_Stated problem_. Set out every line of the entries below as a numbered list, leaving out any blank lines.

_Supplied material_.
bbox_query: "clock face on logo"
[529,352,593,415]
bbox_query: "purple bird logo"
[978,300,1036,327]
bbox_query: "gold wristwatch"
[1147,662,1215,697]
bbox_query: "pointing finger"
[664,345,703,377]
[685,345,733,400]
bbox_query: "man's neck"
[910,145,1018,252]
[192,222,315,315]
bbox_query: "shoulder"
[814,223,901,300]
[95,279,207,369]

_Written reply_.
1. bbox_query: "clock face on logo"
2. [529,352,593,415]
3. bbox_query: "purple bird logo"
4. [978,300,1036,327]
5. bbox_query: "gold wristwatch"
6. [1147,662,1215,697]
7. bbox_query: "pointing finger"
8. [664,345,703,377]
9. [685,345,733,400]
10. bbox_query: "man's neck"
11. [910,145,1018,252]
12. [192,222,315,315]
13. bbox_query: "shoulder"
14. [814,223,901,300]
15. [95,279,207,369]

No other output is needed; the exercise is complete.